[TASK INSTRUCTIONS]
Find every line in the listing below that contains the string "roof", matching case exactly, and copy each of those lines.

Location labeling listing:
* * * * * * * * *
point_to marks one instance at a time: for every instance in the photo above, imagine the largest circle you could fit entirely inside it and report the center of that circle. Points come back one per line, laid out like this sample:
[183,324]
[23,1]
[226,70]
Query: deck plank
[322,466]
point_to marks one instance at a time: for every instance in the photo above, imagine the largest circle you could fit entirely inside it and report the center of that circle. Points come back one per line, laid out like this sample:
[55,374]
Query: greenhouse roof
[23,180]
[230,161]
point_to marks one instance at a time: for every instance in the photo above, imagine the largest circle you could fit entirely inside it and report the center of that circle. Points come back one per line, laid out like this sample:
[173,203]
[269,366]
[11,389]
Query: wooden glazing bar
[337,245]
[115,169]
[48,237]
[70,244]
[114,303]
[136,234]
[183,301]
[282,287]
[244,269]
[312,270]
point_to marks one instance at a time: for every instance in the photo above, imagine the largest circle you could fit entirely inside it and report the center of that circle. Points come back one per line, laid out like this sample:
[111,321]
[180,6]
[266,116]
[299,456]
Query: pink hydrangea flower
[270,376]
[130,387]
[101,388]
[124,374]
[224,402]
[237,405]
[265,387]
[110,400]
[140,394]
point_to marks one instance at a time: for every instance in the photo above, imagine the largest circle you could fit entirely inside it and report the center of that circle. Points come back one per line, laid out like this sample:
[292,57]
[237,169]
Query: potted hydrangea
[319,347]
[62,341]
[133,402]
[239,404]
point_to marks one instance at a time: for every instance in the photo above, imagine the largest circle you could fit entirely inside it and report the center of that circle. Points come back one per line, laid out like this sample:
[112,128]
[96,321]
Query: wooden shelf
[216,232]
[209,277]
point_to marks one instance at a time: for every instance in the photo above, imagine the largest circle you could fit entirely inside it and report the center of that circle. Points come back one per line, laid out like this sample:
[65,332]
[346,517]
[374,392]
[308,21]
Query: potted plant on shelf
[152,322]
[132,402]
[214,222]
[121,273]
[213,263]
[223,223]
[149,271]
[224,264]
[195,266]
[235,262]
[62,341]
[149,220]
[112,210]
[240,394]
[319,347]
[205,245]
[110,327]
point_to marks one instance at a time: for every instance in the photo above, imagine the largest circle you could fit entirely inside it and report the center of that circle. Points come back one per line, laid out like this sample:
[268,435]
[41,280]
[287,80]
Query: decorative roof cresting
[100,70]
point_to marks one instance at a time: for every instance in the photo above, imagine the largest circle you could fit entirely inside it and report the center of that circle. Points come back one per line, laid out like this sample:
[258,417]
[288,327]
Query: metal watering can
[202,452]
* * * * * * * * *
[TASK RESPONSE]
Query: greenhouse roof
Query: decorative roof cresting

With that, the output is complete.